■ Task instructions: How many lines in the items below contain the word "building"? Reply with the number alone.

■ Entries for labeling bounding boxes:

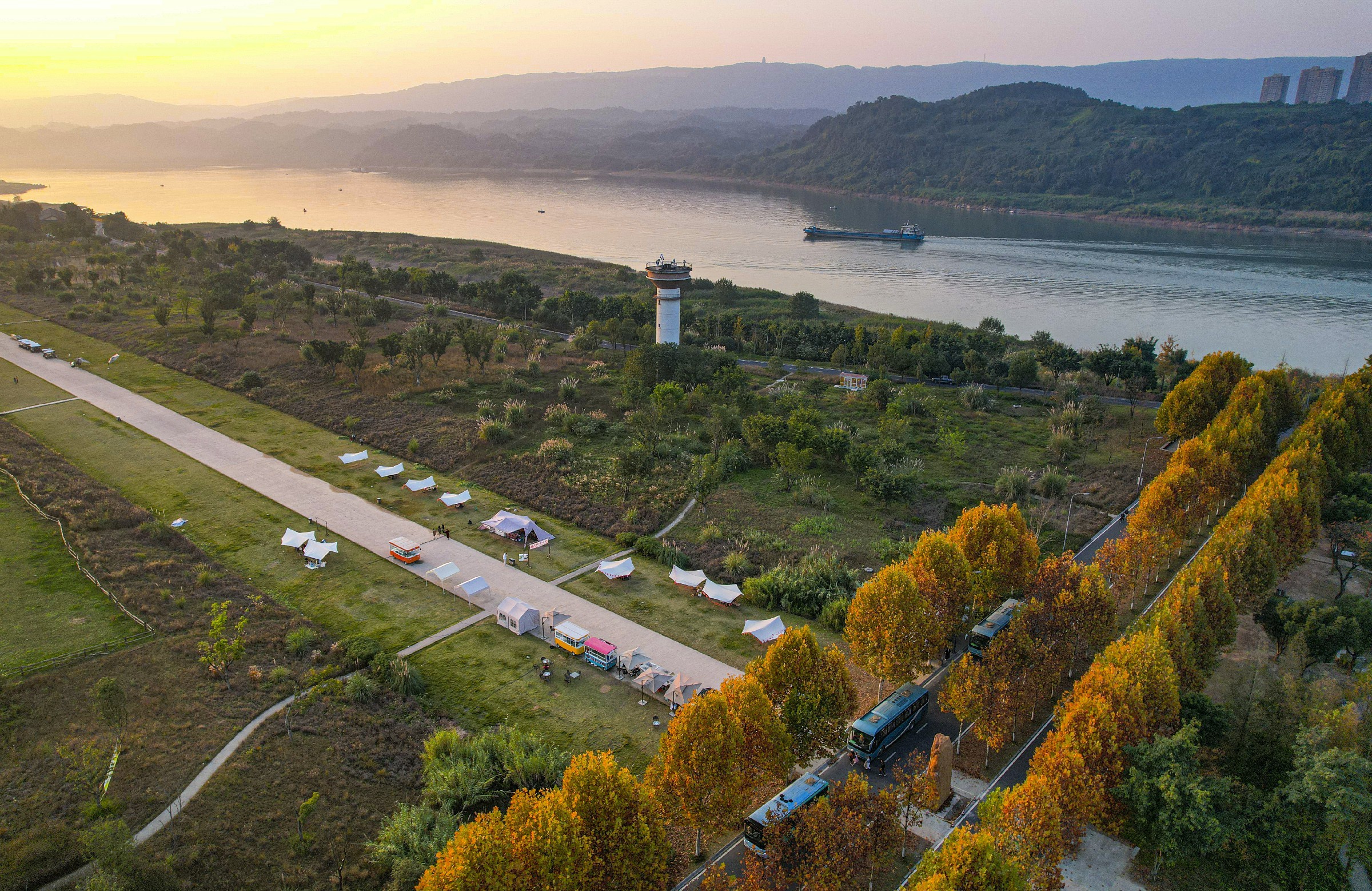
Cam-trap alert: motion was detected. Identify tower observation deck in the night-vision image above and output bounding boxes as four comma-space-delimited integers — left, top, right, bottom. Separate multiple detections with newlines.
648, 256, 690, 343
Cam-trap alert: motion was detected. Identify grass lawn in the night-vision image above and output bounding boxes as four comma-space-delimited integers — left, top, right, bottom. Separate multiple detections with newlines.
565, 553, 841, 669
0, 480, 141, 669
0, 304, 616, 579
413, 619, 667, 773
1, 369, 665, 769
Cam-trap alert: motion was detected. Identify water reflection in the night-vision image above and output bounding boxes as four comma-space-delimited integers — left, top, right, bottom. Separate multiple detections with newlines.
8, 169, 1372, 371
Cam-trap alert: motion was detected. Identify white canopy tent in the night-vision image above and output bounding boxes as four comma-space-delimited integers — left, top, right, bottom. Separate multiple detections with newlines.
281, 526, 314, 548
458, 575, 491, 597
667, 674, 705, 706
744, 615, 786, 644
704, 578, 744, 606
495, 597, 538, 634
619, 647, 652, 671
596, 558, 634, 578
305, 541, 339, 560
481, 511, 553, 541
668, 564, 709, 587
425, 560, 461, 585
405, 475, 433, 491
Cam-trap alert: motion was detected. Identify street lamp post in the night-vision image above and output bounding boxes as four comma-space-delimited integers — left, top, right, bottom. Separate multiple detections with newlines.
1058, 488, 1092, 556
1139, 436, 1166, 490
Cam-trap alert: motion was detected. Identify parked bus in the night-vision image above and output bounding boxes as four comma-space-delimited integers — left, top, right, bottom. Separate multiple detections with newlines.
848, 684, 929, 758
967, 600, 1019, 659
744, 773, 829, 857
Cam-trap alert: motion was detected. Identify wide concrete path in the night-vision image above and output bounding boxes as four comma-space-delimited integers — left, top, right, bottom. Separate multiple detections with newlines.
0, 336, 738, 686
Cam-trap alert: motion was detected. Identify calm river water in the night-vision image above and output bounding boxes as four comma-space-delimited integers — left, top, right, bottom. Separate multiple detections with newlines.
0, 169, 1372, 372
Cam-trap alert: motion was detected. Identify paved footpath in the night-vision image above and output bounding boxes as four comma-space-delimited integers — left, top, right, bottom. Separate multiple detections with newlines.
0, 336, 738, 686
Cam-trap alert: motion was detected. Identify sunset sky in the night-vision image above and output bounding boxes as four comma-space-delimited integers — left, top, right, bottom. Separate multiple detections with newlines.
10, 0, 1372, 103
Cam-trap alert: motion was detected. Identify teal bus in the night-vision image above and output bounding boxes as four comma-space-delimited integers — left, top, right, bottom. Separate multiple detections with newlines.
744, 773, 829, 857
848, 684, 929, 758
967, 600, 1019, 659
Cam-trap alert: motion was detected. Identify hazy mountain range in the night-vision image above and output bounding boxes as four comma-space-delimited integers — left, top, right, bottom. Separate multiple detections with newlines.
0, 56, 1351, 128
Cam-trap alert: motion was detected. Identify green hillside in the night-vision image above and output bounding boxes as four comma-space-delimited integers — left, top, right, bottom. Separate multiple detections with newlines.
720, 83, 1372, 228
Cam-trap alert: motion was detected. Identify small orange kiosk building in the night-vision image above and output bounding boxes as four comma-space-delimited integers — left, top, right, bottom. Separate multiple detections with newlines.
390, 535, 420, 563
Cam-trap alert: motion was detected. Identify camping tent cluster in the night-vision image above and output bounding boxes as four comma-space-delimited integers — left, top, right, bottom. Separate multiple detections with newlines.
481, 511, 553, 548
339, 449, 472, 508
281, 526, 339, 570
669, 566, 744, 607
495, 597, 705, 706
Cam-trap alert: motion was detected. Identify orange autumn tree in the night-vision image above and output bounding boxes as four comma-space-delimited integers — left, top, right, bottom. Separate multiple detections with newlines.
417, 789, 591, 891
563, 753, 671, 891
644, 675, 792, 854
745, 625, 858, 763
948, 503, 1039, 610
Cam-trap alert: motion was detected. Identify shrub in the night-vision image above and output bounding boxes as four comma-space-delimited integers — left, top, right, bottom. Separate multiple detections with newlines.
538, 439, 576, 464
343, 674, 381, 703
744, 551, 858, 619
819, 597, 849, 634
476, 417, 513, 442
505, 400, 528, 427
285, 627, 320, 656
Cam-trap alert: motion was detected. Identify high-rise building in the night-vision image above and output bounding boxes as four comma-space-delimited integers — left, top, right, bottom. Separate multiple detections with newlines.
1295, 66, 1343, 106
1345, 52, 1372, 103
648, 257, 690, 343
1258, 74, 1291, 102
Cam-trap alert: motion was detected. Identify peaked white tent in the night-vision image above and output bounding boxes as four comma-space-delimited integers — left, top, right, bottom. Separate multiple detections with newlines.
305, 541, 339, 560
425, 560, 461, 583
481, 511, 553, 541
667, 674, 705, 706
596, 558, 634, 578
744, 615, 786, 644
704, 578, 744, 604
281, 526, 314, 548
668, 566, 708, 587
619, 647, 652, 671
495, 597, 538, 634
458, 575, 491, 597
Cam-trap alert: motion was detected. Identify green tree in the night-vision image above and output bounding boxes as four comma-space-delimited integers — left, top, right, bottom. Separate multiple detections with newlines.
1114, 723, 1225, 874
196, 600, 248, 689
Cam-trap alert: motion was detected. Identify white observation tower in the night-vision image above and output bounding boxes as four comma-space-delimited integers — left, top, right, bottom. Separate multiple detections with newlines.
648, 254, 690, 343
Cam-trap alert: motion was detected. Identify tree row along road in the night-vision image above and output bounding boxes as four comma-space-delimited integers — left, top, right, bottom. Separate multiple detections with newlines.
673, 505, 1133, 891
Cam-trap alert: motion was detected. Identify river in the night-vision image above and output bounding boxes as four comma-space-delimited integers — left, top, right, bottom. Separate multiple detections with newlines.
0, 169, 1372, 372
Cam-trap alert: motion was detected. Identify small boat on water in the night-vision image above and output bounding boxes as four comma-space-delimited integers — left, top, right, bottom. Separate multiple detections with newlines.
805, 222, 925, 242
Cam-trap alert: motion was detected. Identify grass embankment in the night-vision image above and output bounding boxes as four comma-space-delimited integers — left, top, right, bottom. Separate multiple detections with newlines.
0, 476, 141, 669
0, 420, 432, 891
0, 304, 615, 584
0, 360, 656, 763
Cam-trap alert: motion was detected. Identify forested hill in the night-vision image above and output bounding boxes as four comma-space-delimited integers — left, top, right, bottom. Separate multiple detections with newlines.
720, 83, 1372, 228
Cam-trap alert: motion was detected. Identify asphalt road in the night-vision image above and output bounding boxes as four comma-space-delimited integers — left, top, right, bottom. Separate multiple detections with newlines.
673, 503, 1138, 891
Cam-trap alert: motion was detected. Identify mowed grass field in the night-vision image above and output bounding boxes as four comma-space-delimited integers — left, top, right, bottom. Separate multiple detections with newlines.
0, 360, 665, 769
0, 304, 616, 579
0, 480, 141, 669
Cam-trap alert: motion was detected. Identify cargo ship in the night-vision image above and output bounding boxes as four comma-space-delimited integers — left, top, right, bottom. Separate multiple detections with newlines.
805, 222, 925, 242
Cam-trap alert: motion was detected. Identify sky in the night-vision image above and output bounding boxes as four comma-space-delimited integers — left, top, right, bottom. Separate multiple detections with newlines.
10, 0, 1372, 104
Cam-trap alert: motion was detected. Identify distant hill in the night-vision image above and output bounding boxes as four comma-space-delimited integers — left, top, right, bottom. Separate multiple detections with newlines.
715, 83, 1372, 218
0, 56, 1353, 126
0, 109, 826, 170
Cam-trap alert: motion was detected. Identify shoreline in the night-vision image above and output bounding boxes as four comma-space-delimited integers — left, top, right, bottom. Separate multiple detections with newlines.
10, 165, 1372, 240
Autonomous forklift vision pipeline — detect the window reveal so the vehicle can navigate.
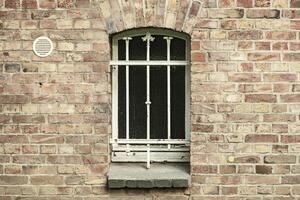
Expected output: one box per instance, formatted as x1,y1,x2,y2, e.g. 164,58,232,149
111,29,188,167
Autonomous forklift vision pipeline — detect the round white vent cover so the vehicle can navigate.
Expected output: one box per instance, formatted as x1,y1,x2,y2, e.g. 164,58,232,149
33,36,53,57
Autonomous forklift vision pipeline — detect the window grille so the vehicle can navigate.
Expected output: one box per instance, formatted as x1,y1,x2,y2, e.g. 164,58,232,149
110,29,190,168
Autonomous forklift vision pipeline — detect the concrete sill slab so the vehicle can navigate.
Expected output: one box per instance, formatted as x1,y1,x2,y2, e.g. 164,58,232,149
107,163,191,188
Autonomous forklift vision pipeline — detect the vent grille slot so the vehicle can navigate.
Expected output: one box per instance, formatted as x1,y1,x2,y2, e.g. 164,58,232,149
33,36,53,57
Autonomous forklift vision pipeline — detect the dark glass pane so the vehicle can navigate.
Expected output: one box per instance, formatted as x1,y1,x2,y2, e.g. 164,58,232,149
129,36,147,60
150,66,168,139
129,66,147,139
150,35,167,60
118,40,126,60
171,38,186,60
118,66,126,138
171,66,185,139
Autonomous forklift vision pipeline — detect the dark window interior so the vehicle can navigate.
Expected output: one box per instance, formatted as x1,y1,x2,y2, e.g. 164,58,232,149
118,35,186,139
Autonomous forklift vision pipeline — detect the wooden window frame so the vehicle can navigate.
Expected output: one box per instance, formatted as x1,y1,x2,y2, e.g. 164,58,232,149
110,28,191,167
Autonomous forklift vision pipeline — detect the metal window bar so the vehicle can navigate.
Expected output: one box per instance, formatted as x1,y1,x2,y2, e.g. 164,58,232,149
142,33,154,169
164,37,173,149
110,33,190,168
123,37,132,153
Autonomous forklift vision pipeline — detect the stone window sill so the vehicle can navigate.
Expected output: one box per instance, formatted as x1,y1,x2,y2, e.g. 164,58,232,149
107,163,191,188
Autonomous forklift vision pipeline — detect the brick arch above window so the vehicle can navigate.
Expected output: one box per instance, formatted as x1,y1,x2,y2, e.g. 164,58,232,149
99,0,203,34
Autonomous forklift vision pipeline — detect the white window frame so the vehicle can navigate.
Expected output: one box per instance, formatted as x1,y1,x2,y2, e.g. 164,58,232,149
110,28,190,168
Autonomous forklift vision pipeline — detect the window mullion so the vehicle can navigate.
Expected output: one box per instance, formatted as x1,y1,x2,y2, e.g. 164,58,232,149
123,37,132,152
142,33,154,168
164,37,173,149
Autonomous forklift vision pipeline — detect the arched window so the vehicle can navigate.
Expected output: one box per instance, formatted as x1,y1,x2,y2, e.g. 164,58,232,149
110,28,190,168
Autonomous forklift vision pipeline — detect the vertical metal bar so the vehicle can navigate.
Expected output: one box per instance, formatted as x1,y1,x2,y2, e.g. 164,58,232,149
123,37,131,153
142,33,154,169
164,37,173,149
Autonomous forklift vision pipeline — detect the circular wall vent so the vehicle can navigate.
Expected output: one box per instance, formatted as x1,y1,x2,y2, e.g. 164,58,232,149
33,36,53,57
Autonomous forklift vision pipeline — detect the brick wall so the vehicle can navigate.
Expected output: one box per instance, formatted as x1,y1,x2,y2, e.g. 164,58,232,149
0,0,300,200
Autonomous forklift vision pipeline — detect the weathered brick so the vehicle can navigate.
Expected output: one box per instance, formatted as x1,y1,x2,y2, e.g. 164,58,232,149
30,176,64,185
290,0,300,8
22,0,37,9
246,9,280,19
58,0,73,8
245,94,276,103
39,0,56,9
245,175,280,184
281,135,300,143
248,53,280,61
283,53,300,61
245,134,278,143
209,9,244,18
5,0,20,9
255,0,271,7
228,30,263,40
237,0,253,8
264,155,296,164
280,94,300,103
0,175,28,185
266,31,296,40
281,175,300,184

■ Written answer: 2